■ Required tasks:
1. In the personal essay, how old was the second son when the divorce occurred?
2. Reproduce the passage of the personal essay between "When I was pregnant" and "was just different.)", inclusive.

■ Excerpt to read:
▼▼▼

My son left town last night. I'm filled with sadness.
That statement makes me sound like some sort of Sarah Braverman, angsted out over every situation that involves her children. But, truly, this is different.
The root of most everything in my life is my adoption: The physical rejection by my birth mother, the emotional rejection by my adoptive mother, and the sense of being totally alone and adrift in the world, knowing no one with whom I share one drop of blood.
When I was pregnant with my first child, I would joke about not knowing what was going to come out of me. And when my first son was born and began growing and developing, he was the spitting image of his father. He bore no resemblance to me. (As an adult, he does have emotional similarities to me, but they took his lifetime-thus-far to become manifest.)
My second son, born seventeen months later, was an entirely different creature. We bonded hard and strong. We were close in a way I had never been close to anyone. (It didn't change how much love I felt for my first son—it was just different.)
Where my mother had always led me to believe that I was dumb, ugly, and incompetent, with this child I felt wanted and needed.
After the divorce, which occurred when he was five years old, he kept asking to be with me. On the weekends when the boys were with me, I would have them take their baths and put on clean clothes on Sunday evenings before I took them back to their father. I wanted their homecoming to be stressless—change into jammies, read a book, go to bed. An easy transition.
Son Number One readily complied. No problems. Going home.
Son Number Two fought me all the way. He dragged his feet. He sensed not that he was going home, but that he was leaving his home.
As he matured toward adolescence, I could—on each of his visits—see more and more of myself in him. He was darling. He was vivacious, funny, cute. He possessed a charming personality. And if I saw so much of myself in him and he possessed so many wonderful qualities, then was I really so bad? Could my mother's words have been misleading? Could I really have been as horrible a child as she portrayed me to be? For the first time in my life, I felt some self-worth.
When my son was 14, he knew he was mature enough that the courts would consider his desires, so told his father he wanted to live with me.
We had a magical life together. I worked like a dog to provide for him—for us. He went to the boarding school that fulfilled all his dreams. We were—as from his birth—joined at the heart.

▲▲▲

■ Given entries:
▼▼▼

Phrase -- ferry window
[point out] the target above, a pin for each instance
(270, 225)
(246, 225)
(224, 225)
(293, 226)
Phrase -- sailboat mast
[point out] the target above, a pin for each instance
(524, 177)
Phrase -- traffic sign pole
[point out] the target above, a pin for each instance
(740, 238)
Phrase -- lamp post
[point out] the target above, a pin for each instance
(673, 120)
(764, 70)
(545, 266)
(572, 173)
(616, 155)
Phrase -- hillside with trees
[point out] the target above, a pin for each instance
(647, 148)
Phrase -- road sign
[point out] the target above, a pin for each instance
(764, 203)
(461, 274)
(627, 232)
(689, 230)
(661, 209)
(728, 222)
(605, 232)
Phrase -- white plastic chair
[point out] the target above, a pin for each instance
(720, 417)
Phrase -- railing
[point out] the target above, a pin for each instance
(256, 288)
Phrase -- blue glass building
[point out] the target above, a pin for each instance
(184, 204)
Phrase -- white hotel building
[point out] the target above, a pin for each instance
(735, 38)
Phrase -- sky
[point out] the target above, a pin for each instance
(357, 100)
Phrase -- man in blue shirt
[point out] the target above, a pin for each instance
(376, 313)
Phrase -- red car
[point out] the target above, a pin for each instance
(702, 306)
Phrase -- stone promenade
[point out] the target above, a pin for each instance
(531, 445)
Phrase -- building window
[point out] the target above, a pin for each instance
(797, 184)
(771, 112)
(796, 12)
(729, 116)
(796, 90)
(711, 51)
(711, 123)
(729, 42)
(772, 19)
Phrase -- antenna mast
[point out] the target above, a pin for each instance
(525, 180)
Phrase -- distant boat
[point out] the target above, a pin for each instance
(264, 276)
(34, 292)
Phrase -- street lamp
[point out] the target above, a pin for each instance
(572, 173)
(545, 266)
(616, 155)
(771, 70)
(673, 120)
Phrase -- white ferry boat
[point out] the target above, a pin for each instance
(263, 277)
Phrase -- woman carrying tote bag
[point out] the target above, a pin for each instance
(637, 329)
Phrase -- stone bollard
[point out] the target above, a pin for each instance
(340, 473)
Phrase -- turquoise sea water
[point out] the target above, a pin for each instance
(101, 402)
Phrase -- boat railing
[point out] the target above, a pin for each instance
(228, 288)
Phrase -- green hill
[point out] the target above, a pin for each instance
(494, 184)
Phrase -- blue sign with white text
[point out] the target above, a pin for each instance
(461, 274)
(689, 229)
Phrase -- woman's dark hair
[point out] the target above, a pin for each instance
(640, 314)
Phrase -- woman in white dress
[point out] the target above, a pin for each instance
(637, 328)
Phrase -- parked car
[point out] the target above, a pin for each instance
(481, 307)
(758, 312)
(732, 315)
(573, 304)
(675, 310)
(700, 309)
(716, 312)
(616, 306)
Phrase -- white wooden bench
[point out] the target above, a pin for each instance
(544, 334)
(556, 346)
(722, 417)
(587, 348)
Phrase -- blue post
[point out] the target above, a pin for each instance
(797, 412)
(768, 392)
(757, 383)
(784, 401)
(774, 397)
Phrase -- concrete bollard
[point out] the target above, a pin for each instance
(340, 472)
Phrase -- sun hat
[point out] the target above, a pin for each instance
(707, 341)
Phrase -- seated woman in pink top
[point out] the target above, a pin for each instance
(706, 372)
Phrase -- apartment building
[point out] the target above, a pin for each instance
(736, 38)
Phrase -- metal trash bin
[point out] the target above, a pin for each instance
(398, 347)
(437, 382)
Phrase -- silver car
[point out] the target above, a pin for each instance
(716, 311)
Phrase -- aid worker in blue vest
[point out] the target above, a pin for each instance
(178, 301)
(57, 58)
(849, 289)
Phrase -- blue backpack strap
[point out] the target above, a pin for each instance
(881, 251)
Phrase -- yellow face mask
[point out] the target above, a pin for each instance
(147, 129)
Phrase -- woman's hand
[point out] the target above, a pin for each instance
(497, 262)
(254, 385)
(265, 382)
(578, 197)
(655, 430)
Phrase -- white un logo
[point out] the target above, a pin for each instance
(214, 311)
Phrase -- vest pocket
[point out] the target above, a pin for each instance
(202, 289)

▲▲▲

■ Outputs:
1. He was five years old.

2.
When I was pregnant with my first child, I would joke about not knowing what was going to come out of me. And when my first son was born and began growing and developing, he was the spitting image of his father. He bore no resemblance to me. (As an adult, he does have emotional similarities to me, but they took his lifetime-thus-far to become manifest.)
My second son, born seventeen months later, was an entirely different creature. We bonded hard and strong. We were close in a way I had never been close to anyone. (It didn't change how much love I felt for my first son—it was just different.)